#### [Problem to work on]
Output all of the entries below precisely as written.

BEGIN

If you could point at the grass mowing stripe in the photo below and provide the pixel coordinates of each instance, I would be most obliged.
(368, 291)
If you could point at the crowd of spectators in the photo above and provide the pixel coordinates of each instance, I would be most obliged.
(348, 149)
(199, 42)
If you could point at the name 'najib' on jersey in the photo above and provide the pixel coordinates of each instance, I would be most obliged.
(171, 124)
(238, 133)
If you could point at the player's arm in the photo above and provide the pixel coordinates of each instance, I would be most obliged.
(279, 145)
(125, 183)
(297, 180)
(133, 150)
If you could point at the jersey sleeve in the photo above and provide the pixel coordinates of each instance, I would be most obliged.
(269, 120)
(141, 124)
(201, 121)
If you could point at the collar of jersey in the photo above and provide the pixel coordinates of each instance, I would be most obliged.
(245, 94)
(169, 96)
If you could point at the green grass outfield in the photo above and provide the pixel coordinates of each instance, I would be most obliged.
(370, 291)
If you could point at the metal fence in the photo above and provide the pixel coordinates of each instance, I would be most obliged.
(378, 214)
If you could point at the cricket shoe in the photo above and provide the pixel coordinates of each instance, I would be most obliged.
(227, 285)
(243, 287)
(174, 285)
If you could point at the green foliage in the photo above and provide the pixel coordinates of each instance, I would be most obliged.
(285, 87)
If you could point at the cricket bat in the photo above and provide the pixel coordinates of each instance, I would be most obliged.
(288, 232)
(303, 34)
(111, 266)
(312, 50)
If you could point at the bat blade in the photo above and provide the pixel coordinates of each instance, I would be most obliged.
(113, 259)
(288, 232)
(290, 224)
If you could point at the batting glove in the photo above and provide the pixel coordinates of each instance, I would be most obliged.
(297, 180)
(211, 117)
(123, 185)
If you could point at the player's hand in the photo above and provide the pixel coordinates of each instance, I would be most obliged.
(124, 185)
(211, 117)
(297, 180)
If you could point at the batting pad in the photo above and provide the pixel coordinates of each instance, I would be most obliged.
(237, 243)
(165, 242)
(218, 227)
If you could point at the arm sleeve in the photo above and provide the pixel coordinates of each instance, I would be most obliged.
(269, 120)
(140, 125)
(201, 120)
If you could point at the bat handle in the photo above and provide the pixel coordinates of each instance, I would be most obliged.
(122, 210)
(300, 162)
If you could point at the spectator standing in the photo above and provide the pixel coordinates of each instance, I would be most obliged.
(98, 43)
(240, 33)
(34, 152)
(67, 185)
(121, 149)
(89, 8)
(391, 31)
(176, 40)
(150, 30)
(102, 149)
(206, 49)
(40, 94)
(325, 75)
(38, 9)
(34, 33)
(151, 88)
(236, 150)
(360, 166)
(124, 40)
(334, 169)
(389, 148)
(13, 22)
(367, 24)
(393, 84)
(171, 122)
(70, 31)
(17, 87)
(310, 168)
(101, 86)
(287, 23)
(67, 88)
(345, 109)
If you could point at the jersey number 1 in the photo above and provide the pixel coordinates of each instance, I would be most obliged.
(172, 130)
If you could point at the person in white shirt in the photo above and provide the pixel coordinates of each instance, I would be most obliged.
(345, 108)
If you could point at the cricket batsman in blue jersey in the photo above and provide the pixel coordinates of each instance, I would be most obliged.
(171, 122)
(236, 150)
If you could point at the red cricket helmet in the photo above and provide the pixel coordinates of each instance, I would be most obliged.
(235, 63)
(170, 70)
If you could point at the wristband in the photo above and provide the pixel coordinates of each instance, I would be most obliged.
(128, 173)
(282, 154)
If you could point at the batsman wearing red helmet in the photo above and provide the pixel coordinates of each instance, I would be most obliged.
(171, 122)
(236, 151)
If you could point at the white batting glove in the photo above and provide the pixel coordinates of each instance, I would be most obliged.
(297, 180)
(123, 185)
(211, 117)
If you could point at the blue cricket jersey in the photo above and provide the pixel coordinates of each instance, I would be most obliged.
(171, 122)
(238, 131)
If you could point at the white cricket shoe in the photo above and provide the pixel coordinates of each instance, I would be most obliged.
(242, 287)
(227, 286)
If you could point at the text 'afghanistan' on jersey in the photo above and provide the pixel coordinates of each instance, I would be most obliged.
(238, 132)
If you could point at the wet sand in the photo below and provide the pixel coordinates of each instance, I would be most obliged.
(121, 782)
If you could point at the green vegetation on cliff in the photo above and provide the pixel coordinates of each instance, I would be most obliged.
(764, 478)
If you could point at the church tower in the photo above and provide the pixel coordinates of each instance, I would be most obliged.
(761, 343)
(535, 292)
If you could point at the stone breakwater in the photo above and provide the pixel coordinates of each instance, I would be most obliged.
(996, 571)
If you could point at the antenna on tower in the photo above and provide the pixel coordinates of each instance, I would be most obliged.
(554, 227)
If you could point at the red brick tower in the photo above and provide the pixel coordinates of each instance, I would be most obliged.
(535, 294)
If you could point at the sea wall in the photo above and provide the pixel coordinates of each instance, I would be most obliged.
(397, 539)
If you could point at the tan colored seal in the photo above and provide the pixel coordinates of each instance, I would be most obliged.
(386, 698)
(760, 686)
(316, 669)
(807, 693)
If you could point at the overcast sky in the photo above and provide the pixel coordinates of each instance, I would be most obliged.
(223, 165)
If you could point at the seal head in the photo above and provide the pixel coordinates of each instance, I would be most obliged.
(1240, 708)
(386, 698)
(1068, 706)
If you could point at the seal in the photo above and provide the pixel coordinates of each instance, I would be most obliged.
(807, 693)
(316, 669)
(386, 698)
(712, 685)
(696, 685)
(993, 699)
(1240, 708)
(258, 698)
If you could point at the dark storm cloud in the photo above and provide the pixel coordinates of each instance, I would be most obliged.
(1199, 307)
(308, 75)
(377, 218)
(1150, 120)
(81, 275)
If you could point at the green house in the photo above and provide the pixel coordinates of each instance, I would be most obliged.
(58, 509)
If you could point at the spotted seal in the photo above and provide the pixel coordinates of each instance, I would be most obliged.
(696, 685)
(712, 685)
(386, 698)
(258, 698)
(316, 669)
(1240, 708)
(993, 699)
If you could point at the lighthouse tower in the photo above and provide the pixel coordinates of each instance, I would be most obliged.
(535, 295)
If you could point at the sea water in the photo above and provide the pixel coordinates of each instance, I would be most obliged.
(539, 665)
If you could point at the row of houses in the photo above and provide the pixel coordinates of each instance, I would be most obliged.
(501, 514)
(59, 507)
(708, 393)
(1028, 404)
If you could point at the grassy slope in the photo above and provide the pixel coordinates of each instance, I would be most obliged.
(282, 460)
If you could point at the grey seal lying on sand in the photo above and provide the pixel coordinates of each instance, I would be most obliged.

END

#### [Solution to this problem]
If you could point at the grass mowing stripe in the photo below and provide the pixel coordinates of each instance, I would be most obliged.
(368, 291)
If you could point at the crowd of spectators in the photo above and provide the pixel coordinates of each instance, I would be most obliged.
(348, 149)
(199, 42)
If you could point at the name 'najib' on jersey in the photo above and provide the pixel coordinates of each instance, I would be most obliged.
(171, 124)
(238, 133)
If you could point at the player's arm in the photo above and provide the pixel coordinates of each instance, I would be most obliged.
(279, 145)
(125, 183)
(297, 180)
(133, 150)
If you could point at the jersey sleeve in the photo above and provide the pixel coordinates of each instance, I would be most obliged.
(269, 120)
(141, 124)
(201, 121)
If you could point at the collar of jersey in the photo above and provide the pixel coordinates of each instance, I would be most obliged.
(245, 94)
(169, 96)
If you could point at the green grass outfield in the photo above and provide the pixel coordinates of each instance, I would be most obliged.
(370, 291)
If you could point at the metal fence in the photo above and provide the pixel coordinates of each instance, I would be most obliged.
(378, 214)
If you could point at the cricket shoe in the photo above and provide the pixel coordinates of each instance, I would be most obliged.
(227, 285)
(243, 287)
(174, 285)
If you could point at the green foliage in the photo above and provide the pixel coordinates of each instance, I would be most obliged.
(285, 87)
If you could point at the cricket bat in the photo above and provide the pixel coordinates of each instance, I would be most obliged.
(288, 232)
(303, 34)
(111, 266)
(312, 50)
If you could point at the bat blade in the photo above and provide the pixel coordinates of each instance, I would be most obliged.
(113, 259)
(288, 232)
(290, 224)
If you could point at the batting glove in the photo above and provide the pixel coordinates of each instance, I would be most obliged.
(297, 180)
(211, 117)
(123, 185)
If you could point at the player's hand in the photo above and provide the pixel coordinates of each instance, I would be most obliged.
(124, 185)
(211, 117)
(297, 180)
If you could point at the batting pad in the photo above and provide the pixel coordinates of each instance, I would be most obliged.
(237, 243)
(165, 242)
(218, 227)
If you could point at the arm sleeve in the photo above and provide the pixel coordinates of each instance, I would be most obliged.
(269, 120)
(140, 125)
(201, 120)
If you could point at the bat handle in the photo above and provide the pixel coordinates of each instance, I would be most obliged.
(122, 210)
(300, 162)
If you could point at the spectator standing in the photo above and provide the pixel coordinates of each instance, I would be most obliged.
(98, 43)
(240, 33)
(34, 152)
(67, 185)
(121, 149)
(89, 8)
(391, 31)
(176, 40)
(150, 30)
(102, 149)
(206, 49)
(40, 94)
(325, 75)
(38, 9)
(34, 33)
(151, 88)
(236, 150)
(360, 166)
(124, 40)
(334, 169)
(389, 148)
(13, 22)
(367, 24)
(393, 84)
(171, 122)
(70, 31)
(17, 87)
(310, 168)
(101, 86)
(287, 23)
(67, 88)
(345, 109)
If you could point at the jersey number 1 in the photo above and provide the pixel coordinates of each instance, I would be most obliged.
(172, 130)
If you could point at the person in white shirt in the photo above and provide the pixel coordinates of each instance, I would be most obliged.
(345, 108)
If you could point at the cricket batsman in blue jersey in the photo above and provide the pixel coordinates of each instance, I would be most obliged.
(171, 122)
(236, 150)
If you could point at the red cricket helmet in the photo above and provide the pixel coordinates of each instance, I would be most obliged.
(235, 63)
(170, 70)
If you could point at the wristband in the photo above and provide the pixel coordinates of each instance, I would be most obliged.
(128, 173)
(282, 154)
If you could point at the batsman wearing red helmet in the photo above and provide the pixel coordinates of each instance, I would be most obliged.
(171, 122)
(236, 151)
If you could point at the white batting glove in the photo above and provide the pixel coordinates of each instance, I would be most obliged.
(297, 180)
(123, 185)
(211, 117)
If you could point at the blue cricket jersey in the photo above and provide the pixel coordinates of each instance, I would be most obliged.
(171, 122)
(238, 131)
If you could point at the white cricket shoe in the photo above and provide the pixel coordinates of each instance, I would be most obliged.
(242, 287)
(227, 286)
If you could point at the text 'afghanistan' on jersey in the photo above and provide the pixel coordinates of each instance, I would be most obliged.
(238, 132)
If you could point at the wet sand in the photo below and provide the pixel coordinates of each instance, I would be most obliged.
(121, 782)
If you could point at the green vegetation on cliff in the photo above and provide the pixel coordinates of each instance, I would be most obliged.
(764, 478)
If you could point at the church tower in the photo above and provide the pixel coordinates of each instance, I would be most obliged.
(761, 343)
(535, 292)
If you could point at the stone breakwater in the photo above and provide the pixel coordinates of each instance, I would be most obliged.
(996, 571)
If you could point at the antenna on tower in the photo above and provide the pixel coordinates of each instance, I would be most obliged.
(554, 227)
If you could point at the red brick tower in the photo above and provide the pixel coordinates of each instance, I would be most obliged.
(535, 294)
If you could point at the sea wall in the photo above and provide the pixel coordinates of each instance, I would be most obliged.
(397, 539)
If you could point at the tan colored seal in the photo above and provide the pixel coordinates of each instance, I would be most obliged.
(386, 698)
(760, 686)
(316, 669)
(807, 693)
If you could point at the overcast sky in the photo above and provide the pixel coordinates of each instance, I would be most obliged.
(223, 165)
If you could point at the seal head in the photo above and provide the pixel coordinates of each instance, I would be most obliged.
(1240, 708)
(386, 698)
(1068, 706)
If you could point at the seal in the photo above and provide the pixel coordinates of each instance, I would be most obliged.
(807, 693)
(316, 669)
(386, 698)
(712, 685)
(696, 685)
(993, 699)
(1240, 708)
(258, 698)
If you could point at the dark storm cloud in the photo above and provide the pixel coordinates of each instance, I would be most obliged.
(1199, 307)
(308, 75)
(377, 218)
(1150, 120)
(81, 275)
If you could point at the green house in the photo above and provide the pixel coordinates of each instance, I would be most obliged.
(58, 509)
If you could point at the spotted seal in the photo above and provide the pixel coordinates of each instance, I would be most obliged.
(696, 685)
(712, 685)
(386, 698)
(258, 698)
(316, 669)
(1240, 708)
(993, 699)
If you could point at the lighthouse tower in the photo above and provide the pixel coordinates of each instance, I would be most obliged.
(535, 295)
If you could point at the sea water in the photo above and provide the pixel coordinates of each instance, I would be most obliged.
(539, 665)
If you could point at the row of houses in the photo above and provide the pixel coordinates of each instance, I would be most obliged.
(501, 514)
(59, 507)
(708, 393)
(1028, 404)
If you could point at the grassy slope in the photo above and provide the pixel coordinates of each instance, I would be most obliged.
(282, 460)
If you could point at the grey seal lying on sand in the photo above and provide the pixel coordinates of each instance, I would be most obliged.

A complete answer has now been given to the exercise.